• _THE PROBLEM_: Print each of the entries exactly, leaving nothing out.

• _INPUT MATERIAL_:

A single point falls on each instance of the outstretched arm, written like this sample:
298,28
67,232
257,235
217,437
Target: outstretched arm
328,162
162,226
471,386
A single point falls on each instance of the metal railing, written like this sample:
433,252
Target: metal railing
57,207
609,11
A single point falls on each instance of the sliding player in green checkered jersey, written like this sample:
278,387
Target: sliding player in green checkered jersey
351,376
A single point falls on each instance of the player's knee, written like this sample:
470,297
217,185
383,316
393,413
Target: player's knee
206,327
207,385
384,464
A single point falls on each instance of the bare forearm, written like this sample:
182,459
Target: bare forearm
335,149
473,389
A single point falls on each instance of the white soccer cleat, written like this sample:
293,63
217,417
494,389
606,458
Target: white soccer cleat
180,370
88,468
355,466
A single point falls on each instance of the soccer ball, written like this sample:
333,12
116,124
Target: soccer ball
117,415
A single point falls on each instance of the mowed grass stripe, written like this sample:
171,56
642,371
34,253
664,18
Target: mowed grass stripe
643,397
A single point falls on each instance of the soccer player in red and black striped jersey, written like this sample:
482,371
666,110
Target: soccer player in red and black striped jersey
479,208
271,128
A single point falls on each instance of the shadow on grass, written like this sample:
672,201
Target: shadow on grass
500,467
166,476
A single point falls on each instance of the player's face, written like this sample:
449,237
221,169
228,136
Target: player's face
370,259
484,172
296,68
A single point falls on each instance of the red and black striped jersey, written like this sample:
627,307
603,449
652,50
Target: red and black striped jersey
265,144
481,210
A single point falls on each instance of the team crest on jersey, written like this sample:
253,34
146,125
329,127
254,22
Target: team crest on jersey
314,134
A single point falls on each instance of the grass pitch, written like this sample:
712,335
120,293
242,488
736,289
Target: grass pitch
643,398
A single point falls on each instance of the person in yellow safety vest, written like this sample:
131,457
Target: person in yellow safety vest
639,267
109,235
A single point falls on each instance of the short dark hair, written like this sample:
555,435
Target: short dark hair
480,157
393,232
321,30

• _CORRECT RESULT_:
A single point falls on each instance of the outstretched arm, written like this sample:
298,28
67,232
257,235
217,437
Target: outstretched arm
328,162
162,226
471,386
A single point falls on each instance of the metal railing, written like this sample:
433,252
Target: metal railing
57,207
609,11
A single point falls on each instance of the sliding player in green checkered jersey, written like this sample:
278,387
Target: sliding player in green checkered jersey
351,376
A single point falls on each instance of the player's knee, written like this sample:
470,297
217,185
383,316
393,413
Target: player's knee
206,327
207,385
384,464
A single point falls on each instance of the bare forearm, written like this sample:
182,459
Target: bare forearm
335,149
473,389
A single point falls on each instance of the white soccer cleat, written like this sample:
293,63
217,417
494,389
606,458
Target: white soccer cleat
180,370
88,468
355,466
A single point falls on each instance of the soccer ball, written like this sample:
333,12
116,124
Target: soccer ball
117,415
A single point falls on each instance of the mowed grass stripe, written like this sample:
171,56
642,371
34,253
664,18
Target: mowed grass stripe
643,397
A single point falls on each instance of the soccer player in red and black striped jersey, written like this sample:
482,371
666,110
Target: soccer player in red and black striped jersey
479,208
271,128
A single point falls on each instance of the shadow on grass, written like this sample:
672,201
Target: shadow on grass
500,467
166,476
A single point falls on each instance of the player's face, written like this sample:
449,237
221,169
228,136
Target: player's face
370,259
484,172
296,68
A single point falls on each instance of the red and black striped jersey, written like this sample:
627,307
603,449
652,50
Target: red and black striped jersey
265,144
481,210
A single point falls on each instance of the team crest on jersey, written like this sample:
253,34
146,125
329,127
254,22
Target: team crest on jersey
314,134
A single point falls on each instance of the grass pitch, written like this sample:
712,335
120,293
242,488
736,289
Target: grass pitch
643,398
A single point falls on each instance of the person in yellow safety vest, written like this sample:
131,457
Target: person in yellow safety vest
639,267
109,235
A single point falls on each instance of the short dark hair, written like this sample:
555,435
Target: short dark hair
480,157
393,232
321,30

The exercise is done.